#### [Task description]
Please convert the records into a Markdown table with the columns Row and Line, leaving out blank lines. Start with the line containing "draw the outline of night" and continue through the end of the records.
-- Begin --
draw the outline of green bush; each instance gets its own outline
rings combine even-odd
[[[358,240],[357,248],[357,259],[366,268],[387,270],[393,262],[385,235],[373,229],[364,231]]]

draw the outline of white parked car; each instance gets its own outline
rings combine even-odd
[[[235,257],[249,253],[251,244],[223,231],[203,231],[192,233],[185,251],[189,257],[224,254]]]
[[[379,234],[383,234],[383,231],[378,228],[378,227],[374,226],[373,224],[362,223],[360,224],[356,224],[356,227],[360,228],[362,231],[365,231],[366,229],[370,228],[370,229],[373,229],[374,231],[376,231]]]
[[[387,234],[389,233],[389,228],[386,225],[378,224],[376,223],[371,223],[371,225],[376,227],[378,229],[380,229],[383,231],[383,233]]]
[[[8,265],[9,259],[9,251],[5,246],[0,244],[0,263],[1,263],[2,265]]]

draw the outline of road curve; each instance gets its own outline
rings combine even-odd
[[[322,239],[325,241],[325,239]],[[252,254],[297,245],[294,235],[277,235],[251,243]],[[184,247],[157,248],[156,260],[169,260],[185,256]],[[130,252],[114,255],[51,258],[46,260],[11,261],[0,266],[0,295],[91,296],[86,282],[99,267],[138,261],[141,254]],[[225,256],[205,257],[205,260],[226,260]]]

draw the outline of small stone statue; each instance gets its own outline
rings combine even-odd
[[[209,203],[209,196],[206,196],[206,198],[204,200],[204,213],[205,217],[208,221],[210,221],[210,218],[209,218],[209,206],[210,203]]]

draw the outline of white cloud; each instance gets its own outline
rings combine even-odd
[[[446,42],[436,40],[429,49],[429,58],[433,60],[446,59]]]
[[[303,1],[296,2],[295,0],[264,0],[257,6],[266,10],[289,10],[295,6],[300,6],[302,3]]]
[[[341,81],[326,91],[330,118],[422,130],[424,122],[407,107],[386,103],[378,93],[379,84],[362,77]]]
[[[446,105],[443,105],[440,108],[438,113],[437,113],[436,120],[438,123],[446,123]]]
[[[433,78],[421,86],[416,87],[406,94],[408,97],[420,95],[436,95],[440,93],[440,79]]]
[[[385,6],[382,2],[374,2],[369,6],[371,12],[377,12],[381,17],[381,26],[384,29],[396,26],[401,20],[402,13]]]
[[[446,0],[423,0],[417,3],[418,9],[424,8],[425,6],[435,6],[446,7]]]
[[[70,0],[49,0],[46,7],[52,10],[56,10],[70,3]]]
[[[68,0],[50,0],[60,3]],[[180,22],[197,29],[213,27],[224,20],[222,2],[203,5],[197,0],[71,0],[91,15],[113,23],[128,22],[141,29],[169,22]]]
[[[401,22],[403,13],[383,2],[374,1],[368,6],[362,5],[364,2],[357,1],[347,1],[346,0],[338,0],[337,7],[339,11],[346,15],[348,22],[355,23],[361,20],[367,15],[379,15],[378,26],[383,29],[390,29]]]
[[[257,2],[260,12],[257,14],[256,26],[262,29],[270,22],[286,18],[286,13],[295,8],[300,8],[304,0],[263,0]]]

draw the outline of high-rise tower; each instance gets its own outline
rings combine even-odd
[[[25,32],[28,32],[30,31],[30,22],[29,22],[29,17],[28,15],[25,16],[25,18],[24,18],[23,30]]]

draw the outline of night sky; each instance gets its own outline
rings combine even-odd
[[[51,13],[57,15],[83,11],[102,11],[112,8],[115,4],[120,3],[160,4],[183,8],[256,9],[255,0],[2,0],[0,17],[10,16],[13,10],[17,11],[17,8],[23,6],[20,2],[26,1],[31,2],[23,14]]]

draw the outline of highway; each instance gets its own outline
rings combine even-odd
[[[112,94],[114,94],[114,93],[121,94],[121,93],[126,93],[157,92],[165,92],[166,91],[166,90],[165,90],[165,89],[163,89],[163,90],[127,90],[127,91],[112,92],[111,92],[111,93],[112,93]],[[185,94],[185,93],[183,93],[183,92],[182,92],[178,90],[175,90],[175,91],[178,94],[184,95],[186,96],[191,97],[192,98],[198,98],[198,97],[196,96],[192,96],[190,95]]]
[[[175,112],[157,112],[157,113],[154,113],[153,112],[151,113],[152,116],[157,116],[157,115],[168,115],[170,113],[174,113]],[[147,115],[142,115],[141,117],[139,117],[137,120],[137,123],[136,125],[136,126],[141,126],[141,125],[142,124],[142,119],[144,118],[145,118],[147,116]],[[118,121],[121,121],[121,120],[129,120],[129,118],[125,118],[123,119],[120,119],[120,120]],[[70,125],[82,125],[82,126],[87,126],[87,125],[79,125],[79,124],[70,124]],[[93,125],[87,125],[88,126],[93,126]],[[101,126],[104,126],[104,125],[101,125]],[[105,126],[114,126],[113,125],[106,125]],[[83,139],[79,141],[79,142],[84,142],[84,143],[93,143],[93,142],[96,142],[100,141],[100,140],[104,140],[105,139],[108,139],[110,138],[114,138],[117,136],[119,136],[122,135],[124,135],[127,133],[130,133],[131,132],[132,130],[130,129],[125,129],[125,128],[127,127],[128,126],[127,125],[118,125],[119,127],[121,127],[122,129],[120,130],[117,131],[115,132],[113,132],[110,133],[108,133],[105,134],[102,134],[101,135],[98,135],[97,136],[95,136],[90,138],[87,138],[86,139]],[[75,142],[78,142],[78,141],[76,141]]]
-- End --
#### [Task solution]
| Row | Line |
|---|---|
| 1 | draw the outline of night sky; each instance gets its own outline |
| 2 | rings combine even-odd |
| 3 | [[[51,13],[57,15],[83,11],[102,11],[112,8],[115,4],[120,3],[160,4],[183,8],[256,9],[255,0],[2,0],[0,17],[10,16],[13,10],[17,11],[17,8],[23,6],[20,2],[26,1],[31,2],[23,14]]] |
| 4 | draw the outline of highway; each instance gets its own outline |
| 5 | rings combine even-odd |
| 6 | [[[112,94],[114,94],[114,93],[121,94],[121,93],[126,93],[157,92],[165,92],[166,91],[166,90],[165,90],[165,89],[163,89],[163,90],[127,90],[127,91],[112,92],[111,92],[111,93],[112,93]],[[185,94],[185,93],[183,93],[183,92],[182,92],[178,90],[175,90],[175,91],[178,94],[184,95],[186,96],[191,97],[192,98],[198,98],[198,97],[196,96],[192,96],[190,95]]] |
| 7 | [[[175,112],[157,112],[157,113],[154,113],[153,112],[151,113],[152,116],[157,116],[157,115],[168,115],[170,113],[174,113]],[[147,115],[142,115],[141,117],[139,117],[137,120],[137,123],[136,125],[136,126],[141,126],[141,125],[142,124],[142,119],[144,118],[145,118],[147,116]],[[118,121],[121,121],[121,120],[129,120],[129,118],[125,118],[123,119],[120,119],[120,120]],[[70,125],[82,125],[82,126],[87,126],[87,125],[79,125],[79,124],[70,124]],[[93,125],[87,125],[88,126],[93,126]],[[101,126],[104,126],[104,125],[101,125]],[[105,126],[114,126],[113,125],[106,125]],[[83,139],[79,141],[79,142],[84,142],[84,143],[93,143],[93,142],[96,142],[100,141],[100,140],[104,140],[105,139],[108,139],[110,138],[114,138],[117,136],[119,136],[122,135],[124,135],[127,133],[130,133],[131,132],[132,130],[130,129],[125,129],[125,128],[127,127],[128,126],[127,125],[118,125],[119,127],[121,127],[122,129],[120,130],[117,131],[115,132],[113,132],[110,133],[108,133],[105,134],[102,134],[101,135],[98,135],[97,136],[95,136],[90,138],[87,138],[86,139]],[[75,142],[78,142],[78,141],[76,141]]] |